QUOTED PASSAGE

* start *

Eight years ago, my life changed with the push of a button.
I had recently turned 39 and was seriously questioning what I was doing with my life. I was working in St. George, Utah at the time on a travel assignment when I had one of the most profound, eye-opening, life-altering experiences of my life. It was just a few weeks before the end of my assignment there and then I would be returning home to Salt Lake. But I was feeling restless, unsettled. I felt like I just needed to go somewhere and do something out of the ordinary. I was close enough to Las Vegas that I thought I would just go down on a whim and spend a couple of nights there over the weekend. (I should emphasize at this point, I’m a planner – this is NOT like me!)
I had no interest in gambling, or shows, or “the strip” in general, so I was looking at other places and found a good deal at the Golden Nugget, which was also not too far from the Outlet stores, so I thought I would just walk around, do some shopping, and just generally relax. The Golden Nugget, as I would come to learn, was also on Freemont Street. Now, back in the day, there was something called the “Freemont Street Experience.” At the time, they only did it once a month, and I just happened to book my stay that same weekend.
Essentially, they shut down Freemont Street to any traffic and allow people to roam up and down the street, visiting the bars, shops, vendors, etc. Stages had been set-up at each end of the street and bands would play. Down a large portion of the street overhead displays were set-up and would show videos/light shows timed to music. And in case that wasn’t enough, there were two stretches where you could zipline down the middle of the street! At the time you had to have a wrist band to prove you were over 21, which I thought was “alcohol” related (and I’m sure that was part of it), but also because there were street performers. I ain’t talking clowns and magicians here – this is still Vegas, after all. There were shirtless cowboys giving lap dances; winged, bikini-clad female dancers, also giving lap dances, among other people wearing racy costumes – all of which could be enjoyed, or get your photo taken with, for a little donation, of course!

* end *

WRITTEN REQUEST
Copy everything in the Las Vegas weekend account from "Eight years ago, my" down to "NOT like me!)", swapping "Salt Lake" for "Provo".

RECORDS SUPPLIED

* start *

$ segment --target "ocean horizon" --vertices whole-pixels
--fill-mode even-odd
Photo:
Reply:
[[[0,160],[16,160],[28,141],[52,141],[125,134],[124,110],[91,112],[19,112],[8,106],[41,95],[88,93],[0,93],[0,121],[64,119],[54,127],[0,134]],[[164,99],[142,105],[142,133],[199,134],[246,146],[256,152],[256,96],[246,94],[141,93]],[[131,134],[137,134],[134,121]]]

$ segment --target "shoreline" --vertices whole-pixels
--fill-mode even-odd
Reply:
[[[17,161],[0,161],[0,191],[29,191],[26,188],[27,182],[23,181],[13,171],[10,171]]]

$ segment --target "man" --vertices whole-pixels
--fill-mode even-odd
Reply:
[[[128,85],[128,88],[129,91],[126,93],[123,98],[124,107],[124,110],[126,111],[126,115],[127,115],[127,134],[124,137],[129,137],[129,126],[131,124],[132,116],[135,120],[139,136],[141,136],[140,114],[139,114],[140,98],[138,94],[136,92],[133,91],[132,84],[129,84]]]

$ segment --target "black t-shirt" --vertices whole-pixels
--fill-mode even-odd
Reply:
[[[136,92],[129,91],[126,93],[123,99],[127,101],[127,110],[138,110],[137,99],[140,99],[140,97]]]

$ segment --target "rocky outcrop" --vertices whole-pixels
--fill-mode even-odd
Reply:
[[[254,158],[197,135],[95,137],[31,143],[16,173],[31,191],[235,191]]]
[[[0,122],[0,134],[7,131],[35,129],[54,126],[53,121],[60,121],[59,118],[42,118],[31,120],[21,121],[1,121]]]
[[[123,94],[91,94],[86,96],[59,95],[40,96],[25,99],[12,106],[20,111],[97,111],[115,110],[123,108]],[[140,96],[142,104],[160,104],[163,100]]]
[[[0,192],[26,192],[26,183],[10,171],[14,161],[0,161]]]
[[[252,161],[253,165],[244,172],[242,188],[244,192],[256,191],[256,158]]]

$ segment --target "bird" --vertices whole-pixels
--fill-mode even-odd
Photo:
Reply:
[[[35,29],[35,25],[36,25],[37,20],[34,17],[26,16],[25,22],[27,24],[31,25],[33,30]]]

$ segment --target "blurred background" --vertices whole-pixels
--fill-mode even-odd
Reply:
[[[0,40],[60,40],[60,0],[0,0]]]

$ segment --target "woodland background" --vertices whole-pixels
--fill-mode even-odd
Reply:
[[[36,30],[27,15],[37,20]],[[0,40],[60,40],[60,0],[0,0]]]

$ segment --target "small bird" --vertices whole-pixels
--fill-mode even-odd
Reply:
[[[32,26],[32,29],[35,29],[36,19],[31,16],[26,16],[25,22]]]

* end *

PROBLEM SOLUTION
Eight years ago, my life changed with the push of a button.
I had recently turned 39 and was seriously questioning what I was doing with my life. I was working in St. George, Utah at the time on a travel assignment when I had one of the most profound, eye-opening, life-altering experiences of my life. It was just a few weeks before the end of my assignment there and then I would be returning home to Provo. But I was feeling restless, unsettled. I felt like I just needed to go somewhere and do something out of the ordinary. I was close enough to Las Vegas that I thought I would just go down on a whim and spend a couple of nights there over the weekend. (I should emphasize at this point, I’m a planner – this is NOT like me!)